::: Listing
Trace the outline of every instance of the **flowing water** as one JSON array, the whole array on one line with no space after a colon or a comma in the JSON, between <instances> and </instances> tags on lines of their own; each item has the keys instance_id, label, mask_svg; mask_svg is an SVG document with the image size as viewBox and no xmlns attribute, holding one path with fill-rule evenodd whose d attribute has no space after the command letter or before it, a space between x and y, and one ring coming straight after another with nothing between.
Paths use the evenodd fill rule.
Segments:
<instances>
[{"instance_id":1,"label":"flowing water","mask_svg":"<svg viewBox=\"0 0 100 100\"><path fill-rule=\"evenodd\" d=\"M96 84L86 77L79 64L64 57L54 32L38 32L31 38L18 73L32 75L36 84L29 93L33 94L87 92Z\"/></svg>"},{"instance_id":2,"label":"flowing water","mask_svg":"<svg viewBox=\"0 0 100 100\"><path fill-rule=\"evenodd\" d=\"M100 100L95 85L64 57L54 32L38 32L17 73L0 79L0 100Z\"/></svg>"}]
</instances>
::::::
**Stated problem:** Rewrite every line of the material above as a Markdown table, leaving out blank lines. Use the column "Row" for the row number and "Line" for the line itself.

**Answer to this exercise:**
| Row | Line |
|---|---|
| 1 | Trace the outline of every instance of the **flowing water** as one JSON array, the whole array on one line with no space after a colon or a comma in the JSON, between <instances> and </instances> tags on lines of their own; each item has the keys instance_id, label, mask_svg; mask_svg is an SVG document with the image size as viewBox and no xmlns attribute, holding one path with fill-rule evenodd whose d attribute has no space after the command letter or before it, a space between x and y, and one ring coming straight after another with nothing between. |
| 2 | Paths use the evenodd fill rule. |
| 3 | Segments: |
| 4 | <instances> |
| 5 | [{"instance_id":1,"label":"flowing water","mask_svg":"<svg viewBox=\"0 0 100 100\"><path fill-rule=\"evenodd\" d=\"M96 84L86 77L79 64L64 57L54 32L38 32L31 38L18 73L32 75L36 84L29 93L33 94L87 92Z\"/></svg>"},{"instance_id":2,"label":"flowing water","mask_svg":"<svg viewBox=\"0 0 100 100\"><path fill-rule=\"evenodd\" d=\"M100 100L95 85L64 57L54 32L38 32L17 73L0 79L0 100Z\"/></svg>"}] |
| 6 | </instances> |